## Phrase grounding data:
━━━

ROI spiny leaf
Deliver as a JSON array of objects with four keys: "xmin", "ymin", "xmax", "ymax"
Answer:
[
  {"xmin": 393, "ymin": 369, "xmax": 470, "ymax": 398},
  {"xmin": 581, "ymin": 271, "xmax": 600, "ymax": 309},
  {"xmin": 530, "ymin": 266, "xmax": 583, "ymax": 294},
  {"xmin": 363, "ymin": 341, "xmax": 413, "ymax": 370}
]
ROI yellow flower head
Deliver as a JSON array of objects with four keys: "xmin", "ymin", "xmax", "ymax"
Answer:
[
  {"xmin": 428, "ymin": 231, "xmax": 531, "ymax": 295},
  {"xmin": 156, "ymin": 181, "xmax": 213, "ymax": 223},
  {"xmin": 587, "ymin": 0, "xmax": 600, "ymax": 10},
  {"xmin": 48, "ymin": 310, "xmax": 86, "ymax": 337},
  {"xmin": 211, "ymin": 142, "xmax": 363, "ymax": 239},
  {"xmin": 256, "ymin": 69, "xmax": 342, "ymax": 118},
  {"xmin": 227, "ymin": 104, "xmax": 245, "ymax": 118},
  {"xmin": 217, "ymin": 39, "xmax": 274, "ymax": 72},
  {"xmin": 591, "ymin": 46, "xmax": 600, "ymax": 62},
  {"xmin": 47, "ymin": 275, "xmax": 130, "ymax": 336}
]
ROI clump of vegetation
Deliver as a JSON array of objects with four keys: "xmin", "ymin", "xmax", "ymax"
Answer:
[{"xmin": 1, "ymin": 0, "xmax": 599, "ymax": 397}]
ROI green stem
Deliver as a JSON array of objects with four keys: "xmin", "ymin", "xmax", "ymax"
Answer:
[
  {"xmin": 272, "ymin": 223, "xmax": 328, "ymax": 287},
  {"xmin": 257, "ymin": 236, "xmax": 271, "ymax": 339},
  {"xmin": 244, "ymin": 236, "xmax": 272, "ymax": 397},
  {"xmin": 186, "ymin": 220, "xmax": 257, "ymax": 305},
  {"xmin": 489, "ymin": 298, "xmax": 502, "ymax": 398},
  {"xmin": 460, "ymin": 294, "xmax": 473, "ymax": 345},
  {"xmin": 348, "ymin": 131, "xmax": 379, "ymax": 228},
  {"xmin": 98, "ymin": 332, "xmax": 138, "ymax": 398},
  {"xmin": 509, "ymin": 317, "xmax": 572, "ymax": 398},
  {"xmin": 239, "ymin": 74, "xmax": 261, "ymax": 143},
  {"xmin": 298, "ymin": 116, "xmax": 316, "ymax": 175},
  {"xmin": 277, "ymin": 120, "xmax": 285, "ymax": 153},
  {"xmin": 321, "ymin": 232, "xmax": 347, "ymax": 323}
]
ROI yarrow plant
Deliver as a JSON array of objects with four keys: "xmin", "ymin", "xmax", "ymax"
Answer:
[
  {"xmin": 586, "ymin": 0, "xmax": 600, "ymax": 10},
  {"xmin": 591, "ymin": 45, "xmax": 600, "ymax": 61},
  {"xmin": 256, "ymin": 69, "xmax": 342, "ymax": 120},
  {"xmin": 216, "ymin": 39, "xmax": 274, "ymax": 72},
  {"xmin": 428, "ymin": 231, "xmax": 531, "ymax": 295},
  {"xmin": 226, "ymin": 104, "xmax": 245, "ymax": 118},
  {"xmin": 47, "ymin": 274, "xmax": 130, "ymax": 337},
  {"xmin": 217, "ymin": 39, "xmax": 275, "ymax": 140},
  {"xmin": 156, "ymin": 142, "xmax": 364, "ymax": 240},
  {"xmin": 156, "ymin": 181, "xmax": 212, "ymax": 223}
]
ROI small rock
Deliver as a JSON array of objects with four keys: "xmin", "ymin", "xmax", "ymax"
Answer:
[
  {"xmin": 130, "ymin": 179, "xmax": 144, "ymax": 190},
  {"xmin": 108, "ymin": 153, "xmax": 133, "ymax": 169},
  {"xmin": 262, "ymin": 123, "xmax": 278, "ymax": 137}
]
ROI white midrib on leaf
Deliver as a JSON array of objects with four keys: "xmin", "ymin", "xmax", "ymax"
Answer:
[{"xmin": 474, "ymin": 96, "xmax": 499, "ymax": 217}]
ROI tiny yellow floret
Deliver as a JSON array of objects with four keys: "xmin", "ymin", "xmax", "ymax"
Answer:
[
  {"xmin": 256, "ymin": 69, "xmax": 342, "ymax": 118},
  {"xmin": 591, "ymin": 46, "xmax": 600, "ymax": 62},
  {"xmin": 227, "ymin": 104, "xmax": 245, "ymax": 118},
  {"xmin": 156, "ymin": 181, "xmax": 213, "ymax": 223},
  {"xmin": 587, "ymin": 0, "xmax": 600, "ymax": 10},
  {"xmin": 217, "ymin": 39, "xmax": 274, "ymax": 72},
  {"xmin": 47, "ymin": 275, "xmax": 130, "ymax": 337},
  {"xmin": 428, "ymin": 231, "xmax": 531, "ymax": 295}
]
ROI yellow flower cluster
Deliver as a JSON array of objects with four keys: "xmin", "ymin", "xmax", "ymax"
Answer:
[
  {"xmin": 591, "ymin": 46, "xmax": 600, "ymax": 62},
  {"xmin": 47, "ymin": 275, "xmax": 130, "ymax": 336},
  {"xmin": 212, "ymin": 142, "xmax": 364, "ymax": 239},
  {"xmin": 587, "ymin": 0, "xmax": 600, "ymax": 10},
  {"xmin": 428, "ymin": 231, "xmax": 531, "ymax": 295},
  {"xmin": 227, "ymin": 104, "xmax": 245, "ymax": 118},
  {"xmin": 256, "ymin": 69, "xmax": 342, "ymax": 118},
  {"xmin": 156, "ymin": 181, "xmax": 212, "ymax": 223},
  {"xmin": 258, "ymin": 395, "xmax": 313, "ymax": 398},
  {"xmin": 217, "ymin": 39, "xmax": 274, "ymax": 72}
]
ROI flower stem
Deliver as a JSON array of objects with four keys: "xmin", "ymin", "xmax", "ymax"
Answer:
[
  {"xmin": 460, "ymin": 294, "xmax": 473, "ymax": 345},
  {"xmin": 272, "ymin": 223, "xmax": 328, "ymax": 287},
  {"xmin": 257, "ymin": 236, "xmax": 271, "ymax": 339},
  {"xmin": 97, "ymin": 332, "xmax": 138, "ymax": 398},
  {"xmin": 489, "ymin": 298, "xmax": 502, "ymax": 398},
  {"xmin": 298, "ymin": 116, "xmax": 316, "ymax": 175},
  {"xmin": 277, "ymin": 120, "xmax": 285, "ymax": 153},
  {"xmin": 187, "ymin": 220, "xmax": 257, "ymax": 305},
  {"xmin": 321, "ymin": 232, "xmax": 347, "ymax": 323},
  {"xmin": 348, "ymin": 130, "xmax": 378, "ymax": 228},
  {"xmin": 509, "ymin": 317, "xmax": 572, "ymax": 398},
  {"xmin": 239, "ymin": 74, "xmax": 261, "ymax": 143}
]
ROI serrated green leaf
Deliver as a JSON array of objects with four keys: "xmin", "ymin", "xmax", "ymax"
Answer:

━━━

## WHAT IS REQUIRED:
An exact copy of all the records is what is needed here.

## RESULT FOR THIS EXERCISE:
ROI spiny leaf
Deliver as a JSON array of objects with four keys: "xmin", "ymin", "xmax", "ymax"
Answer:
[
  {"xmin": 393, "ymin": 369, "xmax": 470, "ymax": 398},
  {"xmin": 581, "ymin": 271, "xmax": 600, "ymax": 309},
  {"xmin": 530, "ymin": 266, "xmax": 583, "ymax": 294},
  {"xmin": 363, "ymin": 341, "xmax": 413, "ymax": 370}
]
ROI yellow flower head
Deliver as a JSON array of objects with four keys: "xmin", "ymin", "xmax", "ymax"
Answer:
[
  {"xmin": 428, "ymin": 231, "xmax": 531, "ymax": 295},
  {"xmin": 156, "ymin": 181, "xmax": 213, "ymax": 223},
  {"xmin": 587, "ymin": 0, "xmax": 600, "ymax": 10},
  {"xmin": 48, "ymin": 310, "xmax": 86, "ymax": 337},
  {"xmin": 211, "ymin": 142, "xmax": 363, "ymax": 239},
  {"xmin": 256, "ymin": 69, "xmax": 342, "ymax": 118},
  {"xmin": 227, "ymin": 104, "xmax": 245, "ymax": 118},
  {"xmin": 217, "ymin": 39, "xmax": 274, "ymax": 72},
  {"xmin": 591, "ymin": 46, "xmax": 600, "ymax": 62},
  {"xmin": 47, "ymin": 275, "xmax": 130, "ymax": 336}
]
ROI clump of vegetation
Deliver as a JSON array of objects with four keys: "xmin", "ymin", "xmax", "ymax"
Answer:
[{"xmin": 1, "ymin": 0, "xmax": 599, "ymax": 397}]
ROI green stem
Deliver as a JSON array of objects with four keys: "xmin", "ymin", "xmax", "ymax"
Answer:
[
  {"xmin": 272, "ymin": 223, "xmax": 328, "ymax": 287},
  {"xmin": 257, "ymin": 236, "xmax": 271, "ymax": 339},
  {"xmin": 244, "ymin": 236, "xmax": 272, "ymax": 397},
  {"xmin": 186, "ymin": 220, "xmax": 257, "ymax": 305},
  {"xmin": 489, "ymin": 298, "xmax": 502, "ymax": 398},
  {"xmin": 460, "ymin": 294, "xmax": 473, "ymax": 345},
  {"xmin": 348, "ymin": 131, "xmax": 379, "ymax": 228},
  {"xmin": 98, "ymin": 332, "xmax": 138, "ymax": 398},
  {"xmin": 509, "ymin": 317, "xmax": 572, "ymax": 398},
  {"xmin": 239, "ymin": 74, "xmax": 261, "ymax": 143},
  {"xmin": 298, "ymin": 116, "xmax": 316, "ymax": 175},
  {"xmin": 277, "ymin": 120, "xmax": 285, "ymax": 153},
  {"xmin": 321, "ymin": 232, "xmax": 347, "ymax": 323}
]
ROI yarrow plant
Deliver as a JSON array of objects with four keys: "xmin", "ymin", "xmax", "ymax"
Answer:
[
  {"xmin": 586, "ymin": 0, "xmax": 600, "ymax": 10},
  {"xmin": 591, "ymin": 45, "xmax": 600, "ymax": 61},
  {"xmin": 256, "ymin": 69, "xmax": 342, "ymax": 120},
  {"xmin": 216, "ymin": 39, "xmax": 274, "ymax": 72},
  {"xmin": 428, "ymin": 231, "xmax": 531, "ymax": 295},
  {"xmin": 226, "ymin": 104, "xmax": 245, "ymax": 118},
  {"xmin": 47, "ymin": 274, "xmax": 130, "ymax": 337},
  {"xmin": 217, "ymin": 39, "xmax": 275, "ymax": 140},
  {"xmin": 156, "ymin": 142, "xmax": 364, "ymax": 240},
  {"xmin": 156, "ymin": 181, "xmax": 212, "ymax": 223}
]
ROI small rock
Deliver as a JSON array of objects with four keys: "xmin", "ymin", "xmax", "ymax"
Answer:
[
  {"xmin": 130, "ymin": 179, "xmax": 144, "ymax": 190},
  {"xmin": 108, "ymin": 153, "xmax": 133, "ymax": 169},
  {"xmin": 262, "ymin": 123, "xmax": 278, "ymax": 137}
]
ROI white midrib on leaf
Deliver as a JSON array of objects with four keys: "xmin", "ymin", "xmax", "ymax"
Answer:
[{"xmin": 474, "ymin": 96, "xmax": 499, "ymax": 217}]
ROI tiny yellow floret
Deliver as a JSON array of objects with four keys: "xmin", "ymin", "xmax", "ymax"
Answer:
[
  {"xmin": 256, "ymin": 69, "xmax": 342, "ymax": 118},
  {"xmin": 591, "ymin": 46, "xmax": 600, "ymax": 62},
  {"xmin": 227, "ymin": 104, "xmax": 245, "ymax": 118},
  {"xmin": 156, "ymin": 181, "xmax": 213, "ymax": 223},
  {"xmin": 587, "ymin": 0, "xmax": 600, "ymax": 10},
  {"xmin": 217, "ymin": 39, "xmax": 274, "ymax": 72},
  {"xmin": 47, "ymin": 275, "xmax": 130, "ymax": 337},
  {"xmin": 428, "ymin": 231, "xmax": 531, "ymax": 295}
]
ROI yellow flower cluster
Deliver as a JSON array of objects with four keys: "xmin", "ymin", "xmax", "ymax"
Answer:
[
  {"xmin": 591, "ymin": 46, "xmax": 600, "ymax": 62},
  {"xmin": 47, "ymin": 275, "xmax": 130, "ymax": 336},
  {"xmin": 212, "ymin": 142, "xmax": 364, "ymax": 239},
  {"xmin": 587, "ymin": 0, "xmax": 600, "ymax": 10},
  {"xmin": 428, "ymin": 231, "xmax": 531, "ymax": 295},
  {"xmin": 227, "ymin": 104, "xmax": 245, "ymax": 118},
  {"xmin": 256, "ymin": 69, "xmax": 342, "ymax": 118},
  {"xmin": 156, "ymin": 181, "xmax": 212, "ymax": 223},
  {"xmin": 258, "ymin": 395, "xmax": 313, "ymax": 398},
  {"xmin": 217, "ymin": 39, "xmax": 274, "ymax": 72}
]
ROI flower stem
Deliver as a JSON array of objects with four keys: "xmin", "ymin", "xmax", "ymax"
Answer:
[
  {"xmin": 460, "ymin": 294, "xmax": 473, "ymax": 345},
  {"xmin": 272, "ymin": 223, "xmax": 328, "ymax": 287},
  {"xmin": 257, "ymin": 236, "xmax": 271, "ymax": 339},
  {"xmin": 97, "ymin": 332, "xmax": 138, "ymax": 398},
  {"xmin": 489, "ymin": 298, "xmax": 502, "ymax": 398},
  {"xmin": 298, "ymin": 116, "xmax": 316, "ymax": 175},
  {"xmin": 277, "ymin": 120, "xmax": 285, "ymax": 153},
  {"xmin": 187, "ymin": 220, "xmax": 257, "ymax": 305},
  {"xmin": 321, "ymin": 232, "xmax": 347, "ymax": 323},
  {"xmin": 348, "ymin": 130, "xmax": 378, "ymax": 228},
  {"xmin": 509, "ymin": 317, "xmax": 572, "ymax": 398},
  {"xmin": 239, "ymin": 74, "xmax": 261, "ymax": 143}
]
ROI serrated green leaf
Deliver as a JSON array of objects with four keys: "xmin", "ymin", "xmax", "ymax"
Answer:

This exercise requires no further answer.